## Instructions for the task
Put all of the following material into a numbered list, omitting any blank lines.

- - - - -

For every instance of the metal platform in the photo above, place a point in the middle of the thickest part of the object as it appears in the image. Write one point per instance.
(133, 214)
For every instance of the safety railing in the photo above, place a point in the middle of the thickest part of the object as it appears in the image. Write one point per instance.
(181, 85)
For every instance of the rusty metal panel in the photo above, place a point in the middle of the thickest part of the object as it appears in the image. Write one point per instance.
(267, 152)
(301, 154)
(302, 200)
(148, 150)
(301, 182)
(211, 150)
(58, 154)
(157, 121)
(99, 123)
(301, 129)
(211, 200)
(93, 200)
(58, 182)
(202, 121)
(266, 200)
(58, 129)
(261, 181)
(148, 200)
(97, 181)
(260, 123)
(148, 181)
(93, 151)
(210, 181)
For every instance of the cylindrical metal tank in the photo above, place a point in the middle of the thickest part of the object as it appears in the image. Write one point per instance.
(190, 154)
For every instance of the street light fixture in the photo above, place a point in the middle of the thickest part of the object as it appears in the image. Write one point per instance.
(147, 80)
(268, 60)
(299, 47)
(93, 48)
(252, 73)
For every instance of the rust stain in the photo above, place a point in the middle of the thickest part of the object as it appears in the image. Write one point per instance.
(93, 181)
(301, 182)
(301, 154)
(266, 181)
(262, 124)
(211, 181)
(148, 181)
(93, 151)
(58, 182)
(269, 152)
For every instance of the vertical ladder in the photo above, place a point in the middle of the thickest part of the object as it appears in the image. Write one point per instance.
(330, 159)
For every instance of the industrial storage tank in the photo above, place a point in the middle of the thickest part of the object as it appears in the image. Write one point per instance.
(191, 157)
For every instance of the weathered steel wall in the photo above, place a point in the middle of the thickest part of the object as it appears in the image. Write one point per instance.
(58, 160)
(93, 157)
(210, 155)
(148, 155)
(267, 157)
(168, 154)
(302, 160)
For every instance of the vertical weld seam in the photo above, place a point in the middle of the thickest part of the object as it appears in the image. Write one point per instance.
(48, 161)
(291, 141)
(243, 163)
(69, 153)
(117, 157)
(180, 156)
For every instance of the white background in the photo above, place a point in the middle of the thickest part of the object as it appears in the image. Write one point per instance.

- - - - -

## Output of the task
1. For every instance of the metal platform in the photo above, place a point in the middle of the thickest part of the object as it appears in the image. Write one point per instance.
2. (133, 214)
3. For every instance of the safety railing in the photo above, place a point in the middle of the thickest part of the object as it appears in the image. Write one point per instance.
4. (181, 85)
5. For every instance of the rusty metal panel in the photo above, place a point in the middle of the thickest part of the object as it appears in the image. Write one point per instance.
6. (267, 152)
7. (301, 154)
8. (302, 200)
9. (148, 150)
10. (301, 182)
11. (211, 150)
12. (58, 154)
13. (157, 121)
14. (99, 123)
15. (301, 129)
16. (211, 200)
17. (93, 200)
18. (58, 182)
19. (202, 121)
20. (266, 200)
21. (58, 129)
22. (261, 181)
23. (148, 200)
24. (97, 181)
25. (260, 123)
26. (148, 181)
27. (93, 151)
28. (210, 181)
29. For every instance of the cylindrical metal tank in the photo above, place a point in the middle of the thickest part of the object as it appears in the image. Write one point per instance.
30. (190, 154)
31. For every instance of the street light fixture in the photo above, place a point in the middle of the thickest part of the object as it appears in the image. Write one point per instance.
32. (147, 80)
33. (268, 60)
34. (299, 47)
35. (93, 48)
36. (252, 73)
37. For every instance of the rust stain in the photo above, place a point in the middle of the thickest part of the object as it appears in the image. Write one point per instance.
38. (93, 181)
39. (301, 182)
40. (301, 154)
41. (266, 181)
42. (262, 124)
43. (211, 181)
44. (148, 181)
45. (93, 151)
46. (58, 182)
47. (269, 152)
48. For every instance of the vertical ladder in the photo above, place a point in the middle of the thickest part of the object as it appears in the image. Write one point per instance.
49. (330, 159)
50. For every instance of the industrial storage tank in the photo above, place a point in the middle of the thickest part of the object as it appears in the image. Write one point per instance.
51. (191, 157)
52. For every instance of the weathered steel wall in the photo above, place a point in the middle of the thickest part of the object as it appears in the image. Write one point per instance.
53. (58, 160)
54. (93, 157)
55. (210, 155)
56. (148, 155)
57. (267, 157)
58. (168, 154)
59. (302, 160)
60. For every instance of the vertical weld seam in the photo above, place a point in the middle of the thickest part of the object as it appears in the image. Write one point per instance.
61. (48, 161)
62. (291, 141)
63. (243, 163)
64. (69, 153)
65. (117, 157)
66. (180, 156)
67. For every instance of the white background in the photo above, place a point in the middle of the thickest part of the object as it appears in the image. Write one point per instance.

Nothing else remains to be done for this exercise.